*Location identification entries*
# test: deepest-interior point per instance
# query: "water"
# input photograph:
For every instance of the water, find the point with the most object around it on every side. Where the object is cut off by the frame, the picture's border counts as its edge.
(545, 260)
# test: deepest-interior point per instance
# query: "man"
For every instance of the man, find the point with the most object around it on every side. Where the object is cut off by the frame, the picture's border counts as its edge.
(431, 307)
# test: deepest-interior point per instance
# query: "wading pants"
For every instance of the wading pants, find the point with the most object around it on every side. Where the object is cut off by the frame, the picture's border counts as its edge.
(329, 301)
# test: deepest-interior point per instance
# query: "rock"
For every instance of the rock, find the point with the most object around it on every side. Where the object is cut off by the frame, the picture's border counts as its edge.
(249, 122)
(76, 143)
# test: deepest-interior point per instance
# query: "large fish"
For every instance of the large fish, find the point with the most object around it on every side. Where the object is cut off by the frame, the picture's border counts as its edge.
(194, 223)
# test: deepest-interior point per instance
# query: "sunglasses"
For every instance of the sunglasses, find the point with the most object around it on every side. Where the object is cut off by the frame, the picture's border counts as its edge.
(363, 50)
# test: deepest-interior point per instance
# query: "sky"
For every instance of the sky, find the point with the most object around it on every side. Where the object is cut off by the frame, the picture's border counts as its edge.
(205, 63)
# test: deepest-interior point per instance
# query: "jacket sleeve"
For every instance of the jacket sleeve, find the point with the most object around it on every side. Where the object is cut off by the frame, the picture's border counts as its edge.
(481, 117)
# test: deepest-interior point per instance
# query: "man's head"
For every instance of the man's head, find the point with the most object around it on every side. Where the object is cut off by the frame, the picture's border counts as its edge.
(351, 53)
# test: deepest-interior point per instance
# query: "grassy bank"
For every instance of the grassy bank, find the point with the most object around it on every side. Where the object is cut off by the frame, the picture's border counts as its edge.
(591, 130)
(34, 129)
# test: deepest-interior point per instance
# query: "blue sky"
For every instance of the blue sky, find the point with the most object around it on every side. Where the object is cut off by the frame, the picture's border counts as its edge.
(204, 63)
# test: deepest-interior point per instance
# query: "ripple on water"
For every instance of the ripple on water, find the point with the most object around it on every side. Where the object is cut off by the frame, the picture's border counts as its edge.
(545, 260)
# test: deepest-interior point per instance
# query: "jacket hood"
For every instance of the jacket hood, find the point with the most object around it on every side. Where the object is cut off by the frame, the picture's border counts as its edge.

*What you need to do*
Pick out every line in the rows above that contains the string "jacket", and copy each one.

*Task response*
# query: "jacket sleeve"
For every instance of the jacket sleeve, find the point with the most object around it on every side. Where the object is cut off by the frame, the picture's border counts as its edge.
# query: "jacket hood"
For every instance of the jacket hood, find the point with the most object around it on every side. Where the object is cut off by the frame, the picture's border counts as its edge.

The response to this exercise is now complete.